▶ [Study text]

Syria War Hits Jordan as Soldiers Killed in Border Attack

  • Car bomb exploded early morning near frontier with Syria
  • Foreign minister says attack carried out by ‘terrorists’

A suicide bomber in a speeding, explosives-rigged car struck a Jordanian military post near the border with Syria on Tuesday, leaving six dead and 14 wounded, in the second attack on the kingdom’s security forces this month.

The bomb targeted a forward military post that offers help to Syrian refugees stuck in the no-man’s land separating the countries, the army said in a statement on its Facebook page. The bomber raced toward the post from the Syrian refugee camp as security forces fired at his vehicle, it said.

The army destroyed several other vehicles that also attacked the area early Tuesday morning, it said, without elaborating. It declared the border with Syria and surrounding territory a closed military zone. Any vehicles and people moving there without previous coordination will be “considered hostile targets,” it said.

▶ [Work order 1]
Revise the article on the Jordan border attack from "A suicide bomber" up to and including "vehicle, it said.", changing "bomber" to "attacker".
▶ [Work order 2]
Continue the article on the Jordan border attack from its final sentence.

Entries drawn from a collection
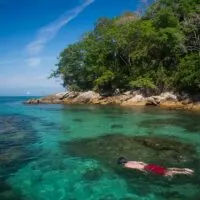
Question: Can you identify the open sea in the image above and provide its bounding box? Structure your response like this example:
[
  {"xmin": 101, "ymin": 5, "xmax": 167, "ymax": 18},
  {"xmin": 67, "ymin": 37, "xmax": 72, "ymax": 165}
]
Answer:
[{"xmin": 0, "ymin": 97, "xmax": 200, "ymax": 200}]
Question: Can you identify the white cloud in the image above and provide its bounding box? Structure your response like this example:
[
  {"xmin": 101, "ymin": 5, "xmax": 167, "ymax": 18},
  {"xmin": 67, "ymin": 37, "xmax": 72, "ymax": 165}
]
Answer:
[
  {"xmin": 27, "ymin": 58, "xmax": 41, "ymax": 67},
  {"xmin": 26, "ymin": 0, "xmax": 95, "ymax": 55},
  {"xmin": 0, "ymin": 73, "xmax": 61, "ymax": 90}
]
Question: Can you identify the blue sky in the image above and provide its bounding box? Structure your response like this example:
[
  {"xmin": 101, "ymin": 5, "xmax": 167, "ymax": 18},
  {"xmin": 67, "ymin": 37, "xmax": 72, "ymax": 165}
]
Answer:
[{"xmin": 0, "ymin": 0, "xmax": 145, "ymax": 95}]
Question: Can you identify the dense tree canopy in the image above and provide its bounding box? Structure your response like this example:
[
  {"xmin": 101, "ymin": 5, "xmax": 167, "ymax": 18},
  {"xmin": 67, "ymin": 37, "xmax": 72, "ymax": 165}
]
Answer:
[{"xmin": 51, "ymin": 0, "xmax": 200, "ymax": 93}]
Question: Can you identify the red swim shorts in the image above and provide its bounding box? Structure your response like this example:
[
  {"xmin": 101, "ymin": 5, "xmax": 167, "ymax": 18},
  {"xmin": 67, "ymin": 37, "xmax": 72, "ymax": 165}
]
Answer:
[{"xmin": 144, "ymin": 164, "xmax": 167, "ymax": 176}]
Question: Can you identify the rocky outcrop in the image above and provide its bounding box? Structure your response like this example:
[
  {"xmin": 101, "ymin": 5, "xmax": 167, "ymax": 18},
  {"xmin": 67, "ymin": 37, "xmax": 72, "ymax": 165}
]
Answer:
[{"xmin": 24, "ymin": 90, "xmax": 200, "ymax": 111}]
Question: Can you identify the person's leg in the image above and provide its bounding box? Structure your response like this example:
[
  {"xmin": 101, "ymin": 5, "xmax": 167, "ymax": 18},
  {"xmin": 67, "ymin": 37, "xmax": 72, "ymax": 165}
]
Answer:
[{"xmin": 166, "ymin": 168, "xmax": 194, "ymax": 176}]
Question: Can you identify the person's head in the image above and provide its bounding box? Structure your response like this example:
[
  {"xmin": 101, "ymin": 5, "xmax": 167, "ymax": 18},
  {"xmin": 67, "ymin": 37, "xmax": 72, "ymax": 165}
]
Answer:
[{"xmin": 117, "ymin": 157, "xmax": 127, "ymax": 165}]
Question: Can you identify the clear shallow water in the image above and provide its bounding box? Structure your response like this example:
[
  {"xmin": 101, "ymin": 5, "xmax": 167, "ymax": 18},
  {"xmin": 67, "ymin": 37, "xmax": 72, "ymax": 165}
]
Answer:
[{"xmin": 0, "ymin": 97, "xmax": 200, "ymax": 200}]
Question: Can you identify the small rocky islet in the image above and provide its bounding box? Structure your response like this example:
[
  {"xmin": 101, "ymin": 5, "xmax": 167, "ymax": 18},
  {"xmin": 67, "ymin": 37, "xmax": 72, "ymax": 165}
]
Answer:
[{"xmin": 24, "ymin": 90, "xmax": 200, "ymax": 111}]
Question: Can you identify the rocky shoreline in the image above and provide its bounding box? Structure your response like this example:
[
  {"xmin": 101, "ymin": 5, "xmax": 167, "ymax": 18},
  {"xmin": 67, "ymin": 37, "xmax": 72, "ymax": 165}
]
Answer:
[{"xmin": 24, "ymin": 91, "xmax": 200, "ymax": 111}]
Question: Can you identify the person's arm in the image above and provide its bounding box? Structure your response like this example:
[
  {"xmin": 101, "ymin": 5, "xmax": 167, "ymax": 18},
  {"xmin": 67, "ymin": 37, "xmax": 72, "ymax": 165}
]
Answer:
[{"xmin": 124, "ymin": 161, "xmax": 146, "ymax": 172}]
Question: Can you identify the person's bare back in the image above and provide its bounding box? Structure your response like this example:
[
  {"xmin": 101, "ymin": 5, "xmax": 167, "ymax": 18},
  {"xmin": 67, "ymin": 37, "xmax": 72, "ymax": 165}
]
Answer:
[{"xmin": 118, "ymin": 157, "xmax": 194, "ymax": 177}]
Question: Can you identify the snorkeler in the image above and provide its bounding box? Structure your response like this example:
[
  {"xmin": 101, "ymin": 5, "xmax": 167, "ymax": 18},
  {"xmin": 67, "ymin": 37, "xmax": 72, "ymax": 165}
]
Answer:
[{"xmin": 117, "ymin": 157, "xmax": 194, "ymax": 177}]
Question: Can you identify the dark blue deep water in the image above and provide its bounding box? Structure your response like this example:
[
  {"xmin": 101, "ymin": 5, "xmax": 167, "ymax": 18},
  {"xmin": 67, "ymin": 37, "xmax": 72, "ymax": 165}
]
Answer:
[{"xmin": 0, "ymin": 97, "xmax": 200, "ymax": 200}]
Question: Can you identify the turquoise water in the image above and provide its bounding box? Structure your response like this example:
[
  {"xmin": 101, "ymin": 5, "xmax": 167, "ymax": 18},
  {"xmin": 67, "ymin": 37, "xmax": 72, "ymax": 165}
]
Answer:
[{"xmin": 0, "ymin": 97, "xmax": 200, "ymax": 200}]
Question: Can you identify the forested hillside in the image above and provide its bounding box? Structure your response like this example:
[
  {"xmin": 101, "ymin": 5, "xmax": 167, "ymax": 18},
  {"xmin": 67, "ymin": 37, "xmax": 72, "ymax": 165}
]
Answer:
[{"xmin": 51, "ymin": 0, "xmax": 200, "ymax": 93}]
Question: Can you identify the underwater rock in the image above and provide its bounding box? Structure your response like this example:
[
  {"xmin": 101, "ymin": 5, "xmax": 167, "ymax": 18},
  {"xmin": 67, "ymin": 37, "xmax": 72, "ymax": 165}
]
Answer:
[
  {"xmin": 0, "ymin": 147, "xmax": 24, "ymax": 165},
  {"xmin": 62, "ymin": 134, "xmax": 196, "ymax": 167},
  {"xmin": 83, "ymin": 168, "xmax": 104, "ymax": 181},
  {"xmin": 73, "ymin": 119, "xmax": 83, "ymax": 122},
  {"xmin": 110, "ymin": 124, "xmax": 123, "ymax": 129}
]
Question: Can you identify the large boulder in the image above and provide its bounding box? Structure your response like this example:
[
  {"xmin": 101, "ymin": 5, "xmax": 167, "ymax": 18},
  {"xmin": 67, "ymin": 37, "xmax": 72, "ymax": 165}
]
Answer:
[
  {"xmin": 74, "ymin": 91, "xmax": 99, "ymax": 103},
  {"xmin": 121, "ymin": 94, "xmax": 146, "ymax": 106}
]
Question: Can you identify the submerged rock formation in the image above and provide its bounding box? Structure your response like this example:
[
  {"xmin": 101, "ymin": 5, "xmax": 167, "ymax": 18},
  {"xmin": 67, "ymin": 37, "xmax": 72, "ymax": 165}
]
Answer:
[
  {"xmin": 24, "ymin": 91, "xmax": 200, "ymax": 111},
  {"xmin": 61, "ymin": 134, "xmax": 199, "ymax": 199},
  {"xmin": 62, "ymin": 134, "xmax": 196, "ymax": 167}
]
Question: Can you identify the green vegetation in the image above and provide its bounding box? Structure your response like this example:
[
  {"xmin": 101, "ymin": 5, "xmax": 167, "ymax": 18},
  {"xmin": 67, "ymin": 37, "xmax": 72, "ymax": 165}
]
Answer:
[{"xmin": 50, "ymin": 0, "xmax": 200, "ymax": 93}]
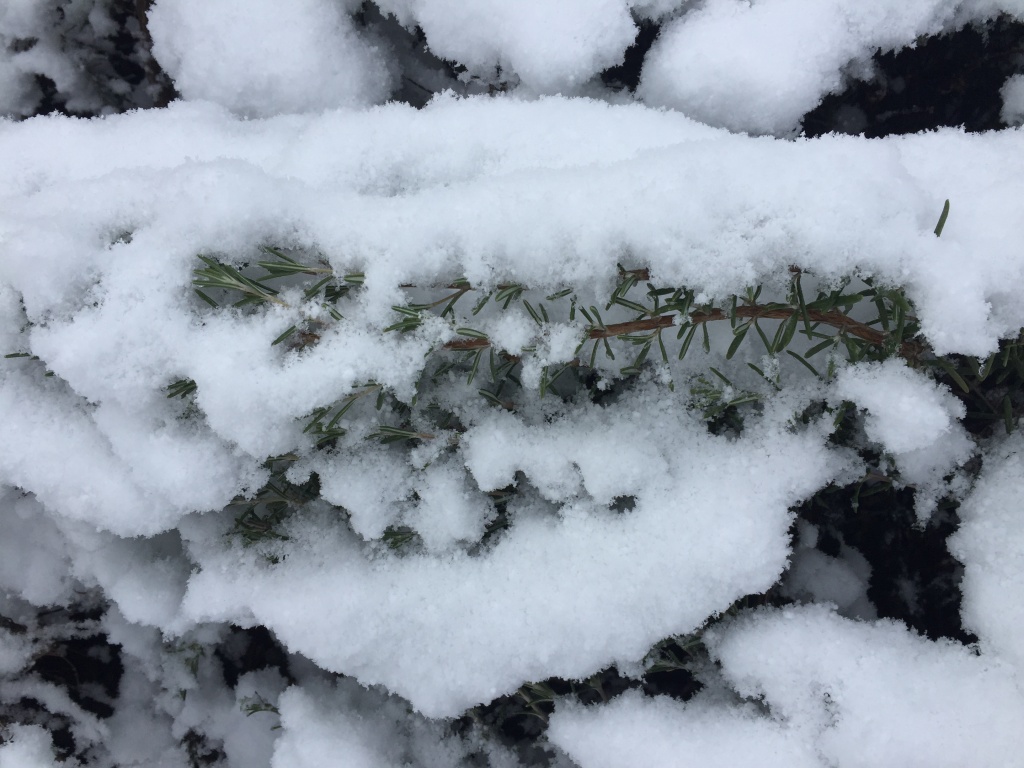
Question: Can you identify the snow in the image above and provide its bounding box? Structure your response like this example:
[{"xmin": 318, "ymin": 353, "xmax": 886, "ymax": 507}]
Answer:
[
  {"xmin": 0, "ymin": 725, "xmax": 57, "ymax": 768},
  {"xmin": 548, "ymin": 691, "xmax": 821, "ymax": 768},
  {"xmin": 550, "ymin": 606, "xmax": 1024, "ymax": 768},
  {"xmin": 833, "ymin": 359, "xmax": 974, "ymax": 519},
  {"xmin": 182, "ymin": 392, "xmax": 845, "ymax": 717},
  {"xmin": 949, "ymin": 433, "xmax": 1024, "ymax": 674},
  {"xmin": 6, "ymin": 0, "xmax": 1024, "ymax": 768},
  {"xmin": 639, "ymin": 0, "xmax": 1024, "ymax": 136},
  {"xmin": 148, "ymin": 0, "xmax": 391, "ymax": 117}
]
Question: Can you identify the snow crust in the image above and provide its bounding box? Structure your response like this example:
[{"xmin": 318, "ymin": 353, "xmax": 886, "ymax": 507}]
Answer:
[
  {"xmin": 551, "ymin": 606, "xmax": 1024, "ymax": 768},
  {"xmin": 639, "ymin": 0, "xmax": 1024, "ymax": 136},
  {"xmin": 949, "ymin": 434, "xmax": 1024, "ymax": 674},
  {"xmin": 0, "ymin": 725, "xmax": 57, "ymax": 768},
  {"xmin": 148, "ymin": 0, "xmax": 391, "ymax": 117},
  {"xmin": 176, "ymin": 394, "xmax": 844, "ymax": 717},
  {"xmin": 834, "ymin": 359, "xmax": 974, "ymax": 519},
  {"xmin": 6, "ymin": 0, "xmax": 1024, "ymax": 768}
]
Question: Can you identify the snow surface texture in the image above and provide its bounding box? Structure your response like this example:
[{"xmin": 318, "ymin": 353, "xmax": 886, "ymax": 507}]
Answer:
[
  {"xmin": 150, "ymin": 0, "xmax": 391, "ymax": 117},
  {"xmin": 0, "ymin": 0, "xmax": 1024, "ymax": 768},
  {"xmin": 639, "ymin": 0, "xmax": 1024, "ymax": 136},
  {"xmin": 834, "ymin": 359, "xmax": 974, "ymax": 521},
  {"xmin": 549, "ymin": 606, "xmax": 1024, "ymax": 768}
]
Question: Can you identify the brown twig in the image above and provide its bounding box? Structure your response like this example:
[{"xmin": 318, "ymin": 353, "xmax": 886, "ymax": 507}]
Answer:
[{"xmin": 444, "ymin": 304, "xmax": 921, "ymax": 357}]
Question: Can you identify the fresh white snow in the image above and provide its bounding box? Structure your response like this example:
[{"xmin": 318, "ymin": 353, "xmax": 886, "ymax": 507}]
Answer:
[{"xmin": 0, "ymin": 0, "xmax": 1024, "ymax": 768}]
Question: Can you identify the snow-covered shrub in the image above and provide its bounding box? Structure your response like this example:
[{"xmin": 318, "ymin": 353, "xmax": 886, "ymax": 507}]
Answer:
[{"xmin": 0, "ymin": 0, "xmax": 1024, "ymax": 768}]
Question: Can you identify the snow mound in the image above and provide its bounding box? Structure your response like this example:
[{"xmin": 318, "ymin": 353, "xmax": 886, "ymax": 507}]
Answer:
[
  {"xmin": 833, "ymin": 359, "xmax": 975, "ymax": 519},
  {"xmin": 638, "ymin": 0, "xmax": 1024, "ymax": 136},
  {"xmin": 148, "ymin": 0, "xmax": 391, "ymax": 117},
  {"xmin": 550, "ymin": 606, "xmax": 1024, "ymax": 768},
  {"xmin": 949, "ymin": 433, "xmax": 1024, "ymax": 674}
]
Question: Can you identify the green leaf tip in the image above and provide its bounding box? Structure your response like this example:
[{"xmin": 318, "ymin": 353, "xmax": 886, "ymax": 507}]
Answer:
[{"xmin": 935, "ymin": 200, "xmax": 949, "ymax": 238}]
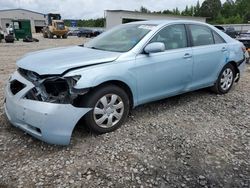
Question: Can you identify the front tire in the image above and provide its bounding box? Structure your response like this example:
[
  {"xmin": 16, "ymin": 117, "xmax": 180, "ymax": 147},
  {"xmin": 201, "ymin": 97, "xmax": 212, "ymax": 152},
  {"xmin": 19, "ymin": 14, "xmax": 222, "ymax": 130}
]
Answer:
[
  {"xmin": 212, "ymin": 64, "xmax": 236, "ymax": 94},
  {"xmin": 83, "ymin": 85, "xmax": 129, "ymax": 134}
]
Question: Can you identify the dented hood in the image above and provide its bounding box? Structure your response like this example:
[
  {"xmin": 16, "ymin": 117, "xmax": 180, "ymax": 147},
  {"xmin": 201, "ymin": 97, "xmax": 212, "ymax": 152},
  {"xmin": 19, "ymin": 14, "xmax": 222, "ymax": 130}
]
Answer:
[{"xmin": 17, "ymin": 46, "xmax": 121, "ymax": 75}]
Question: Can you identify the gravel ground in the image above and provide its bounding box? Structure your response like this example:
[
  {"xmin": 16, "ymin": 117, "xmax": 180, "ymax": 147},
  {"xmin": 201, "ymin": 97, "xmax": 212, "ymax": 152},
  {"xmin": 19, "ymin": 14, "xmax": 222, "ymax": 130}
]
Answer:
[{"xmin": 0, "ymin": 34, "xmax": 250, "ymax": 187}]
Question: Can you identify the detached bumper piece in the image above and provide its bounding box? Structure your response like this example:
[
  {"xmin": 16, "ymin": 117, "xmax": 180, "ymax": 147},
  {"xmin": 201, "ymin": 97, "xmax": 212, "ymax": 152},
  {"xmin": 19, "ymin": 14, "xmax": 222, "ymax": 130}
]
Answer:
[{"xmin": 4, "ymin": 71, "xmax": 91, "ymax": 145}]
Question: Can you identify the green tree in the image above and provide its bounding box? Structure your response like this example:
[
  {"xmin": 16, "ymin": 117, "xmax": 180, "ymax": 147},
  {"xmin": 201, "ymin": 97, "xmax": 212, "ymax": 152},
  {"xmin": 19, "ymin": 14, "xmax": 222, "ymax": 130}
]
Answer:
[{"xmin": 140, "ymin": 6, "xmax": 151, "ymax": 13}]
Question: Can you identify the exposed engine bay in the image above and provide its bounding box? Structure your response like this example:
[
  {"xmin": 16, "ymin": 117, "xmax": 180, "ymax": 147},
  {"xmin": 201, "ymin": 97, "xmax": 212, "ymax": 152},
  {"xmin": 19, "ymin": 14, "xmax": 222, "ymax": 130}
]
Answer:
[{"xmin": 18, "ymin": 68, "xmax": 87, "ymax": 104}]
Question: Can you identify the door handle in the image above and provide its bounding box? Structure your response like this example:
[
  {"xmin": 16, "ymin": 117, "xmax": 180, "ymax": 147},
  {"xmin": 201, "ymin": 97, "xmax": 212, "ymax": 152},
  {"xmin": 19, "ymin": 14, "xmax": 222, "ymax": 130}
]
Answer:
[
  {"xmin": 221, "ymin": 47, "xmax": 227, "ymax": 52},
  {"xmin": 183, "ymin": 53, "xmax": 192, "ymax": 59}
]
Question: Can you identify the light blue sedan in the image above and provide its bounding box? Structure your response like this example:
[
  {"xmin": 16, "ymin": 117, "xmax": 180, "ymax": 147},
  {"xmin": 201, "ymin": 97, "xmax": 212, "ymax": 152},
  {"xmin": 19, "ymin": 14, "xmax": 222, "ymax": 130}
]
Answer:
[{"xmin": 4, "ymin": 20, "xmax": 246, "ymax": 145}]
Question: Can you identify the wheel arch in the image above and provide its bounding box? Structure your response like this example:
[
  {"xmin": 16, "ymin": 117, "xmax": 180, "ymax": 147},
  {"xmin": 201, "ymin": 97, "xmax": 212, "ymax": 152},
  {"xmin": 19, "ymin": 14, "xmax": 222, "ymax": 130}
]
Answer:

▶ [Answer box 1]
A suicide attacker in a speeding, explosives-rigged car struck a Jordanian military post near the border with Syria on Tuesday, leaving six dead and 14 wounded, in the second attack on the kingdom’s security forces this month.

The bomb targeted a forward military post that offers help to Syrian refugees stuck in the no-man’s land separating the countries, the army said in a statement on its Facebook page. The attacker raced toward the post from the Syrian refugee camp as security forces fired at his vehicle, it said.

▶ [Answer box 2]
More than 50,000 Syrian refugees are stranded in that border area. Jordan has limited the entry of Syrians, saying it has found many Islamic State militants among them.

King Abdullah II said Jordan will “strike with an iron fist” at anyone who tries to harm the country’s security, state-run Petra news agency said.

Although hundreds of Jordanians have joined Islamist militant groups in Syria, including Islamic State, the U.S. ally has largely managed to fend off the instability that has affected other countries in the region during more than five years of conflict in Syria. But its economy has suffered as more than 1.3 million refugees poured into the country.

Jordan’s economy is forecast to grow around 2.7 percent in 2016, less than the 3.5 percent previously forecast, due to the crises in neighboring Iraq and Syria, the country’s Finance Minister Omar Malhas said in April. He called 2016 a “very tough year for Jordan.” The kingdom and the International Monetary Fund have recently reached a staff-level agreement on a 36-month credit facility to help unlock donor grants and loans to support the struggling economy. Malhas has said Jordan expects the agreement to provide as much as $800 million.

Intensifying Attempts

“It seems the terrorists’ attempts to destabilize Jordan are intensifying,” said Adeeb Sarayreh, a retired major general in the Jordan Armed Forces. There have been many attempts to target the border guards over the past five years, Sarayreh by phone. “This time the terrorists succeeded in their scheme,” he said.

On June 6, five Jordanian intelligence personnel were killed in an attack on their office in the Al-Baqaa Palestinian refugee camp north of the capital, Amman.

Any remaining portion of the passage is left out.